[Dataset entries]
▬▬▬▬▬▬▬▬▬▬

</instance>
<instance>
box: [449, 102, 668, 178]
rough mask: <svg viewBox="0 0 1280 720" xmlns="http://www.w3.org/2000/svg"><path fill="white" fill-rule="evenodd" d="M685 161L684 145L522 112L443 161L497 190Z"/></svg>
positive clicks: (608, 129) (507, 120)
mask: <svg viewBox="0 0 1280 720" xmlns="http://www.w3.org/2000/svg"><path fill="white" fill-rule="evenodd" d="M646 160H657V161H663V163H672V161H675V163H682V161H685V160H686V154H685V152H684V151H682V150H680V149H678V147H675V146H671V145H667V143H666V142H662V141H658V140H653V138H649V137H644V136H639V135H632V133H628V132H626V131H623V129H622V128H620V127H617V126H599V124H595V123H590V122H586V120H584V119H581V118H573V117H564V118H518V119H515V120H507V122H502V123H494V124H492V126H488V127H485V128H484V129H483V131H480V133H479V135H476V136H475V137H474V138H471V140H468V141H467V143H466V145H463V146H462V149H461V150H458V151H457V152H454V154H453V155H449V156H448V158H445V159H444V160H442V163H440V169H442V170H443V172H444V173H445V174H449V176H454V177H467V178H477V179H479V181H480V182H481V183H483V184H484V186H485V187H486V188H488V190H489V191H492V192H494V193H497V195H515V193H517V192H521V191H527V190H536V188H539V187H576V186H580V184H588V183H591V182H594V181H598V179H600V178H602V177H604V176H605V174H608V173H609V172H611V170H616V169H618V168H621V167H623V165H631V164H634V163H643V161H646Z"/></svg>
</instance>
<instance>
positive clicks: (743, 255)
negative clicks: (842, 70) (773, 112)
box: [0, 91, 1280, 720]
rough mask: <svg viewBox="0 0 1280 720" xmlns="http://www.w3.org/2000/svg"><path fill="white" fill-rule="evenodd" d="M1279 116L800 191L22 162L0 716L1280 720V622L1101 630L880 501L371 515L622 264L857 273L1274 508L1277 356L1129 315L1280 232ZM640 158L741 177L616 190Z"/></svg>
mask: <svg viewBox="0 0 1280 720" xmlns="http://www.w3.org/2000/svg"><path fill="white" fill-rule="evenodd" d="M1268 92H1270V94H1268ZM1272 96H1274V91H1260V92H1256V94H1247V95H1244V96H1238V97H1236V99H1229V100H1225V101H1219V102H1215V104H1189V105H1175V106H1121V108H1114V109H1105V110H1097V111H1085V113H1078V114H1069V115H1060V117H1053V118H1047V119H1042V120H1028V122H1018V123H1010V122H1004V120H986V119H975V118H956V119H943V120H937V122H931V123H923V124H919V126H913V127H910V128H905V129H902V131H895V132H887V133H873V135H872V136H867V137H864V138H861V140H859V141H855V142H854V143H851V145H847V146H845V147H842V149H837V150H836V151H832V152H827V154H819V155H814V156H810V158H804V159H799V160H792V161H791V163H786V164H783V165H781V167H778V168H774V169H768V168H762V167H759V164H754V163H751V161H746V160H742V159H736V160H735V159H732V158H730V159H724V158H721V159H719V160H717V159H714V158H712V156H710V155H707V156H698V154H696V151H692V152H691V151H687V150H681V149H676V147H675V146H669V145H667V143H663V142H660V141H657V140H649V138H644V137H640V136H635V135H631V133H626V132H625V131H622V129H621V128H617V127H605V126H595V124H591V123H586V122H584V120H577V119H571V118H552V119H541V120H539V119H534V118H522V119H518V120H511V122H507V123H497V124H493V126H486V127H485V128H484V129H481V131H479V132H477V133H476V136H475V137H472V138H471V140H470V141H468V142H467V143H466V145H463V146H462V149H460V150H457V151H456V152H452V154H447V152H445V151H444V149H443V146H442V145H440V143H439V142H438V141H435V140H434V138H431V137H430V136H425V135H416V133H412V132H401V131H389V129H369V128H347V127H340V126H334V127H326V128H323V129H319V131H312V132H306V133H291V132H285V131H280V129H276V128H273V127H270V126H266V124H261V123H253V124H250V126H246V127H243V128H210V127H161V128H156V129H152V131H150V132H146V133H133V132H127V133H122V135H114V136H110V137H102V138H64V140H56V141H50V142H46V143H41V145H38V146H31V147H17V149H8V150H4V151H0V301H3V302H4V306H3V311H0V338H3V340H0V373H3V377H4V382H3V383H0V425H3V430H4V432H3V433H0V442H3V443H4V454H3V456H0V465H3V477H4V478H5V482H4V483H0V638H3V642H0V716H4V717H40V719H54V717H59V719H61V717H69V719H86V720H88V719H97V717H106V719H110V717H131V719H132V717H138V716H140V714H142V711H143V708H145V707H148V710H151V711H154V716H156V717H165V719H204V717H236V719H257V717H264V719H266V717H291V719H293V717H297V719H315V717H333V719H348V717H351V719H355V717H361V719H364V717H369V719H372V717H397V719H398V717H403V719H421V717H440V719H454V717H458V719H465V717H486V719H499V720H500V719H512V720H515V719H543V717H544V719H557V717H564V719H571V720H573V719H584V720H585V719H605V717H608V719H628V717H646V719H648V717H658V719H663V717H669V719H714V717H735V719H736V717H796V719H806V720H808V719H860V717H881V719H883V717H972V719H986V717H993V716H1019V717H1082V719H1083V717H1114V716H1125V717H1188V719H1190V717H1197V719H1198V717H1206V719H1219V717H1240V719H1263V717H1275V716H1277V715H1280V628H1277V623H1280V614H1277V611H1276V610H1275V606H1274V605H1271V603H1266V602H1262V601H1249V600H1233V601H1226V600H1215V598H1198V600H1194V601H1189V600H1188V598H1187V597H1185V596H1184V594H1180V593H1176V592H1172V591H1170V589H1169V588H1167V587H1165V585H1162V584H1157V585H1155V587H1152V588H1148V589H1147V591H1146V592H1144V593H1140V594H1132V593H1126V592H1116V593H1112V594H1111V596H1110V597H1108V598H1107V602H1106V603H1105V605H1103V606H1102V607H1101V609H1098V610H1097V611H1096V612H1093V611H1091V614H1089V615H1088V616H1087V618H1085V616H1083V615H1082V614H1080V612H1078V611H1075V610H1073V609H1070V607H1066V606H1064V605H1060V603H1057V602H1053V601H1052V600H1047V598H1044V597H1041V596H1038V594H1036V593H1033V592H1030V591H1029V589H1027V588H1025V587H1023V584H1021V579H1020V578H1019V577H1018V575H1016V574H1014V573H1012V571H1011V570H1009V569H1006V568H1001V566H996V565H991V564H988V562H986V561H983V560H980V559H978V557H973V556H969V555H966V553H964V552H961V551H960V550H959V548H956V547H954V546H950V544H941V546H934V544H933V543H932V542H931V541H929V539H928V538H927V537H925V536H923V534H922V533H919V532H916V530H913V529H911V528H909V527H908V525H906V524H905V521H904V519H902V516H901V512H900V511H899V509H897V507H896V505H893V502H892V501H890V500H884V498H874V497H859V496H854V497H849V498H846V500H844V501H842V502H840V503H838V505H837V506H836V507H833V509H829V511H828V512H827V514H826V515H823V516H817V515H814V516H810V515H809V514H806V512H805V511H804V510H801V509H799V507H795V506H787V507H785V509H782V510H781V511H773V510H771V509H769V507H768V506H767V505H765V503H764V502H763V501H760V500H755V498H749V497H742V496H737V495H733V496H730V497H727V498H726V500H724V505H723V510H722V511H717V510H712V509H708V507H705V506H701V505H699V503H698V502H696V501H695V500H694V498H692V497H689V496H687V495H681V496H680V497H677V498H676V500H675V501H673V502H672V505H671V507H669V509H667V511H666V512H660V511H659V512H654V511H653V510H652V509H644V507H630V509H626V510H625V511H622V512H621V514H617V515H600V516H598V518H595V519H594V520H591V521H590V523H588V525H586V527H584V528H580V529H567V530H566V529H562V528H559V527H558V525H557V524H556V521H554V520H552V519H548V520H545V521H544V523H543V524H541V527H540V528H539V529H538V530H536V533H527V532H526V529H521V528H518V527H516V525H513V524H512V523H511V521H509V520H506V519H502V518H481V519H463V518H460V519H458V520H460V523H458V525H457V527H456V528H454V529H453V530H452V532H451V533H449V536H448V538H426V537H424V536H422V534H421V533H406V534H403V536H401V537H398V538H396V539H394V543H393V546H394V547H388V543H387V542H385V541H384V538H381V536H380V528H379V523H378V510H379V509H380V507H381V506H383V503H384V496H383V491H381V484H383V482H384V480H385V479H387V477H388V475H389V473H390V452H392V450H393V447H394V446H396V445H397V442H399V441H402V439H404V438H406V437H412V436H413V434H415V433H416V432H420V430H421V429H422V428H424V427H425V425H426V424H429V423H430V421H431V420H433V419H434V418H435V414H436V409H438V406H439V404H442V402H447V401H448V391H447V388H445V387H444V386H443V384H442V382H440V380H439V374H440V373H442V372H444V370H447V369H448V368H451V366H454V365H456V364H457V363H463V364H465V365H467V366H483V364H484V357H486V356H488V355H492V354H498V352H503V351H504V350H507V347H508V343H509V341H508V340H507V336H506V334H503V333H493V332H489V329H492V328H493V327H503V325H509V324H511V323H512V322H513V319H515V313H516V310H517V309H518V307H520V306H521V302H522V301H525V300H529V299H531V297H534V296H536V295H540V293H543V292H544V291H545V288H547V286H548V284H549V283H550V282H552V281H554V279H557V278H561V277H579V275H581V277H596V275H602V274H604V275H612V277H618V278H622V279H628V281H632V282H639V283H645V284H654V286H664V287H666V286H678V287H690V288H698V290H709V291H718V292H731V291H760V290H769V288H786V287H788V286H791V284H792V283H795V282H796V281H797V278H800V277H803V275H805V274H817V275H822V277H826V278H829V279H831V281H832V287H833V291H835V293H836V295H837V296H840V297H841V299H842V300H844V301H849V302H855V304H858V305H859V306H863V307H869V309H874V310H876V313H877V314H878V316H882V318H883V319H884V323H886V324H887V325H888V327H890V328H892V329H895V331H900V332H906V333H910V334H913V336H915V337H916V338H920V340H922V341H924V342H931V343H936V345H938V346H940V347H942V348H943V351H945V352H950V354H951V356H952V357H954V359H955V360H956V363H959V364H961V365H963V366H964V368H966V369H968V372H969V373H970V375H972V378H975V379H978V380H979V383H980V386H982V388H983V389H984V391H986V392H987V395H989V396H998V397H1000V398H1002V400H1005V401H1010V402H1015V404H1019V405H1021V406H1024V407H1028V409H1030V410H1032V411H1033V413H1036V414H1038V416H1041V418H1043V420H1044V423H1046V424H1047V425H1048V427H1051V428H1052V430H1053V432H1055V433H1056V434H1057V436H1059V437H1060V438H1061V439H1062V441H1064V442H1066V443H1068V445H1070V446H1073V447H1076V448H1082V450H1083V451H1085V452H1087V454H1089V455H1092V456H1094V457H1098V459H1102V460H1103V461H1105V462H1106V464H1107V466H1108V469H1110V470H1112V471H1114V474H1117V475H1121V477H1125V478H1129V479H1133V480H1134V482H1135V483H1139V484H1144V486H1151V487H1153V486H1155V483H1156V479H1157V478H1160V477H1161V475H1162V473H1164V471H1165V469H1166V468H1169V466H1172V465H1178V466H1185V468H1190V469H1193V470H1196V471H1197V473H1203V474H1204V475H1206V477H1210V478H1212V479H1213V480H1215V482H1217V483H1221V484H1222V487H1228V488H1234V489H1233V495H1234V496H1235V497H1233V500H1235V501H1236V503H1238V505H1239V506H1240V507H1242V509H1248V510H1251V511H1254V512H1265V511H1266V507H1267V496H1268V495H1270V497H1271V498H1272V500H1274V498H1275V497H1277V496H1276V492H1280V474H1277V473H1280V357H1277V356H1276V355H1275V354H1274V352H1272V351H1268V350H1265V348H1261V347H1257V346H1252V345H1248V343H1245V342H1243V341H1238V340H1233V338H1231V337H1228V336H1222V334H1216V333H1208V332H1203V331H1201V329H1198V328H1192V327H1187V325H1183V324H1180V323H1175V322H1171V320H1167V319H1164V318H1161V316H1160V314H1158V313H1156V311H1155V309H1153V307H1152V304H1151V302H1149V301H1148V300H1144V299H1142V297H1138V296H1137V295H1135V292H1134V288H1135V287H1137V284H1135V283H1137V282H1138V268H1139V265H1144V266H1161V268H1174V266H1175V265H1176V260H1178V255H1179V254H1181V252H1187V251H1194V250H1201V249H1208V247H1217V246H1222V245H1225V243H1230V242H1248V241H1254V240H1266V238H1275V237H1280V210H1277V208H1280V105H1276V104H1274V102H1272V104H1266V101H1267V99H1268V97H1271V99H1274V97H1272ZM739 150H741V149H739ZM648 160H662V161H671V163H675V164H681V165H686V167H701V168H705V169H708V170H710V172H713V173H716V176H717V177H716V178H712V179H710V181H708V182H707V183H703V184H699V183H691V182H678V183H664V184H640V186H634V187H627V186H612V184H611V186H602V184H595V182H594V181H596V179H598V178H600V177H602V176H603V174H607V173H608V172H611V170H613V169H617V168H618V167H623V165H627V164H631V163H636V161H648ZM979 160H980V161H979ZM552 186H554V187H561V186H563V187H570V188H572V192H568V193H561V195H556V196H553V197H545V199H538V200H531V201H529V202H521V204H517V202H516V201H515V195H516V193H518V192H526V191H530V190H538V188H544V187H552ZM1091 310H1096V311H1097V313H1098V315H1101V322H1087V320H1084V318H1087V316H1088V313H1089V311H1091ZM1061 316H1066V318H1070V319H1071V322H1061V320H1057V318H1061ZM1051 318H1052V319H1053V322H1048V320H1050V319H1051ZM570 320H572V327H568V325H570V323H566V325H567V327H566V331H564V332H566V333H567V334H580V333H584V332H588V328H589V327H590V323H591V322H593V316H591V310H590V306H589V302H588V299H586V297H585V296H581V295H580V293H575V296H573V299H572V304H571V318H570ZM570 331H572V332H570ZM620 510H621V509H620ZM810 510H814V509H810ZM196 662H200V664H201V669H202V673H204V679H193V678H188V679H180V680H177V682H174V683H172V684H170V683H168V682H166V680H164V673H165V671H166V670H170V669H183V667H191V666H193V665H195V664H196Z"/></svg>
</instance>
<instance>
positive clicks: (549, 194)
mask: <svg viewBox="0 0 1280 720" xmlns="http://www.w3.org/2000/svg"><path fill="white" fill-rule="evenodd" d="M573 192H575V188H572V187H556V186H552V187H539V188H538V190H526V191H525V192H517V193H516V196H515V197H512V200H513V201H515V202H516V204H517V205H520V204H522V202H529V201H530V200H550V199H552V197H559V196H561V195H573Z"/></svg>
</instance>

▬▬▬▬▬▬▬▬▬▬

**WHAT THIS TASK INVOLVES**
Above are some records; copy exactly the lines from the one with "box: [449, 102, 668, 178]" through the one with "161L684 145L522 112L443", both included, and no others.

**SOLUTION FOR THIS PROBLEM**
box: [449, 102, 668, 178]
rough mask: <svg viewBox="0 0 1280 720" xmlns="http://www.w3.org/2000/svg"><path fill="white" fill-rule="evenodd" d="M685 161L684 145L522 112L443 161L497 190Z"/></svg>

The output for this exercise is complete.